■ **DATASET CONTENT**:
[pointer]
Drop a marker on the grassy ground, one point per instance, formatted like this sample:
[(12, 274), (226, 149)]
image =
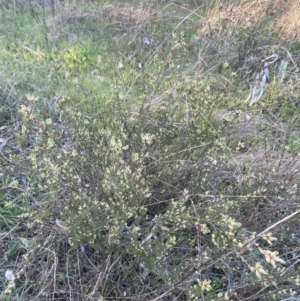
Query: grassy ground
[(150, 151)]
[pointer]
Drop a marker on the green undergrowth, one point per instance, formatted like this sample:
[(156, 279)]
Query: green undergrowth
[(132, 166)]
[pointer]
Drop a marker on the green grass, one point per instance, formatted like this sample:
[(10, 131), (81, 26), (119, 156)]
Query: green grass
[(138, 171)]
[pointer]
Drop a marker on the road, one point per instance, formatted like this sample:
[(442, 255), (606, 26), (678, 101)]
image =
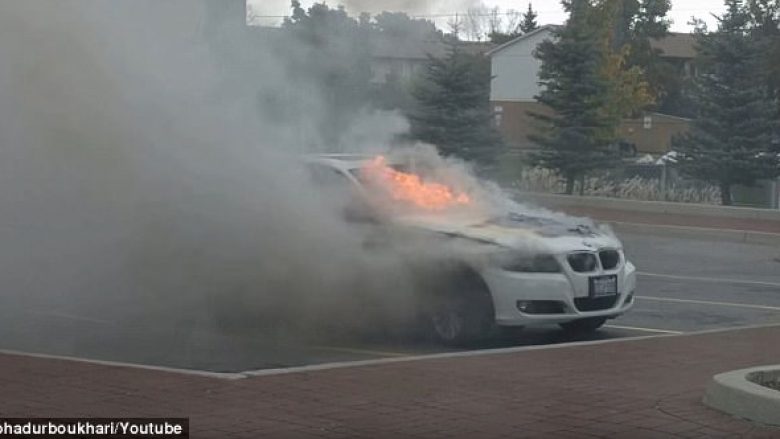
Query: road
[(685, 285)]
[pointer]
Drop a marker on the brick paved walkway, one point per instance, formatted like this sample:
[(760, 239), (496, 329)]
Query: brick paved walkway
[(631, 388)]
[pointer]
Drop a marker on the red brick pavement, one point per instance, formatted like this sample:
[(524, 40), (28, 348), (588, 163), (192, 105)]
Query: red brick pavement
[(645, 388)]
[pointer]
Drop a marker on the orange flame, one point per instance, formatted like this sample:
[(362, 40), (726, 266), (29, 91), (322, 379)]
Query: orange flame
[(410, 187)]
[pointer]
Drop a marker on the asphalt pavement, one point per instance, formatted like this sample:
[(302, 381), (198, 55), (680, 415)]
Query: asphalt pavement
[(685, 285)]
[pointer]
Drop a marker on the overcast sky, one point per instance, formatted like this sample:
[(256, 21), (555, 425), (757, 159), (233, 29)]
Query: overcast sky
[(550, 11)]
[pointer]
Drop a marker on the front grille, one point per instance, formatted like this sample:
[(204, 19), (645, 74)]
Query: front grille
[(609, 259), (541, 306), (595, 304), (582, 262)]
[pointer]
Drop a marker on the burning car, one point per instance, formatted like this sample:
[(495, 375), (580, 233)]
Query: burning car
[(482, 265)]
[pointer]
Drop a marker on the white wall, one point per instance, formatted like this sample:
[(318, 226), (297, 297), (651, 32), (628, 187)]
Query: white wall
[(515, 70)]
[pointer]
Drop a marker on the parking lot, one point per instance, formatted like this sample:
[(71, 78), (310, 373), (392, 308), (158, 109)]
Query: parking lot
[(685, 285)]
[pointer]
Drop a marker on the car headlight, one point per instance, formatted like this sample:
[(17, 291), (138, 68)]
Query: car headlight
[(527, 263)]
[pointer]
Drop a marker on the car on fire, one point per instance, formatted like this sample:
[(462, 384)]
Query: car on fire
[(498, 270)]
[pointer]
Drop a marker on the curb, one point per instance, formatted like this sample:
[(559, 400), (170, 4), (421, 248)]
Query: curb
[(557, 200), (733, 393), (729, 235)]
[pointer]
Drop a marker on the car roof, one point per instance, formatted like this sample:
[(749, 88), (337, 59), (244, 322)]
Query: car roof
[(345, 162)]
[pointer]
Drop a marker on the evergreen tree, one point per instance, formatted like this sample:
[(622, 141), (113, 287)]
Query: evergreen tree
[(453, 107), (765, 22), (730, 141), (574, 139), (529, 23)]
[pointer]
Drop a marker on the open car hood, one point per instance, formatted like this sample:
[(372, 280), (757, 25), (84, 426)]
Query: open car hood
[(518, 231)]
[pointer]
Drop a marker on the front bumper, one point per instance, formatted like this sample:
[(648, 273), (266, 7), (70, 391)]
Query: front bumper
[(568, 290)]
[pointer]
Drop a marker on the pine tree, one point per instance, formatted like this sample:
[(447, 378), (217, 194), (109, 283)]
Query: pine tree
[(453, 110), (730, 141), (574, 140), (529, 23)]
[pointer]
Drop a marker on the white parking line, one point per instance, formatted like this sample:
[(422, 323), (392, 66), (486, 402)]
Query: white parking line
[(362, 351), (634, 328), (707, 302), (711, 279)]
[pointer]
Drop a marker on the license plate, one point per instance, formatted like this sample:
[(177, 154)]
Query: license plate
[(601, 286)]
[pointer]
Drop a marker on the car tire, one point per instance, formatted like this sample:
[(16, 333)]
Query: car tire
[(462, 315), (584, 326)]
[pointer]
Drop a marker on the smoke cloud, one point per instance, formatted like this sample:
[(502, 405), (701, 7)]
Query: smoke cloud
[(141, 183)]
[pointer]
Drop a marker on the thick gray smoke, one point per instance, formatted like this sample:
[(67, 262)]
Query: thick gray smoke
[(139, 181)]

■ **WHAT IS BEING ASKED**:
Reproduce the records word for word, beginning with their first line and continuing through the line containing "[(132, 166)]", and omit the pictures from your answer.

■ **SOLUTION**:
[pointer]
Drop a marker on the grassy ground, one point per instance, formatted like this sample:
[(12, 274), (226, 149)]
image =
Query: grassy ground
[(150, 151)]
[pointer]
Drop a marker on the green undergrowth, one point per instance, formatted like this sample:
[(156, 279)]
Query: green undergrowth
[(132, 166)]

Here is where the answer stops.